### TEXT SHOWN
How to Write a Model Card¶
Ready to Use
- What: Standardized documentation for ML models ("nutrition labels for AI")
- Why: Transparency, accountability, risk management, compliance
- When: Create during development, update at deployment and reviews
- Who: Data scientists write, business owners approve
Purpose¶
Model cards are standardized documentation for machine learning models, providing transparency about a model's intended use, performance, and limitations. This guide explains how to create effective model cards for government AI systems.
What is a Model Card?¶
A model card is a short document that accompanies a trained ML model, providing: - What the model does - How it was built - How well it performs - Known limitations - Ethical considerations
Think of it as a "nutrition label" for AI models.

### DATASET EXCERPTS
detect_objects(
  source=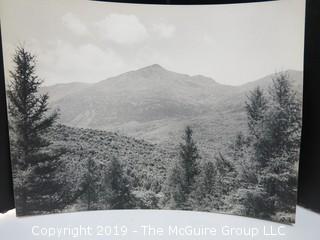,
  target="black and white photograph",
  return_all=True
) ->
[0,0,305,224]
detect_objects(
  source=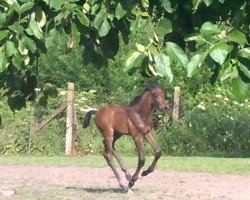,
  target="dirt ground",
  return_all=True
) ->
[0,166,250,200]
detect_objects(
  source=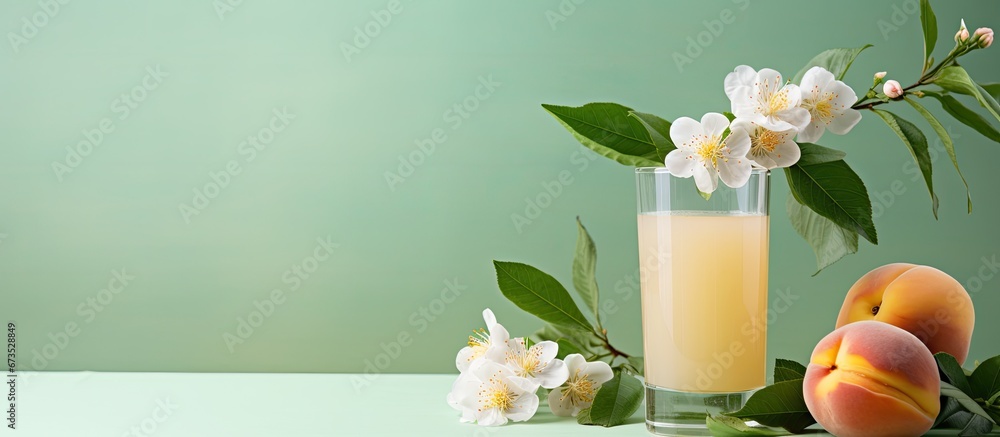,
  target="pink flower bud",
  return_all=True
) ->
[955,18,969,43]
[882,80,903,99]
[975,27,993,49]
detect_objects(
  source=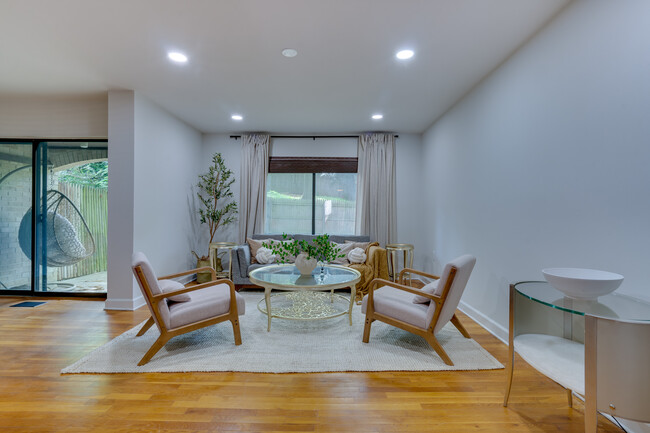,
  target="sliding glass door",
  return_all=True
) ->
[0,142,33,291]
[0,140,108,296]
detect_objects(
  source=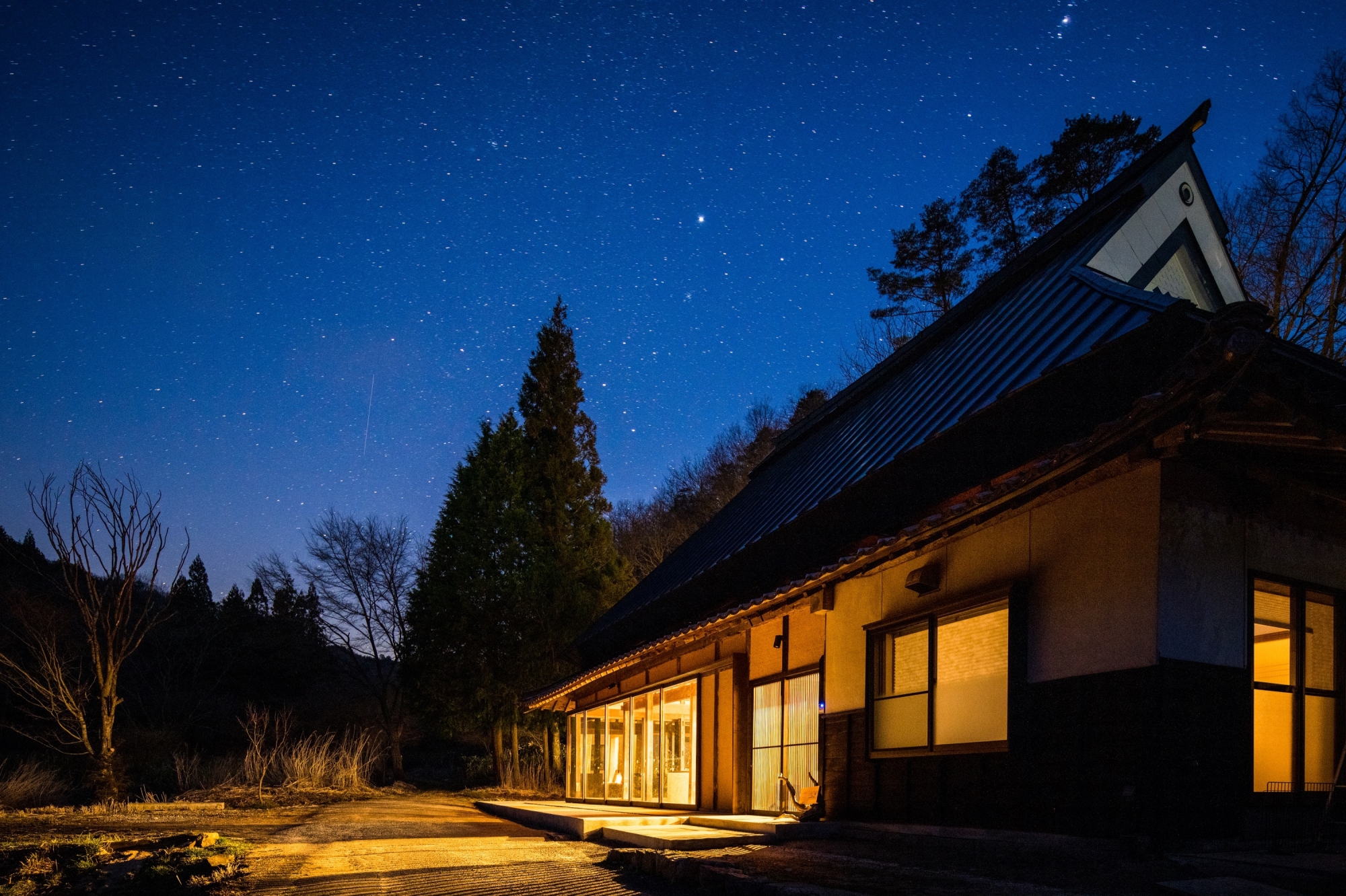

### WHAT IS EXPECTED
Print the part of the model card guide starting with "How to Write" and going on through "for AI models.". These entries have no connection to the model card guide.

### ANSWER TO THIS PROBLEM
How to Write a Model Card¶
Ready to Use
- What: Standardized documentation for ML models ("nutrition labels for AI")
- Why: Transparency, accountability, risk management, compliance
- When: Create during development, update at deployment and reviews
- Who: Data scientists write, business owners approve
Purpose¶
Model cards are standardized documentation for machine learning models, providing transparency about a model's intended use, performance, and limitations. This guide explains how to create effective model cards for government AI systems.
What is a Model Card?¶
A model card is a short document that accompanies a trained ML model, providing: - What the model does - How it was built - How well it performs - Known limitations - Ethical considerations
Think of it as a "nutrition label" for AI models.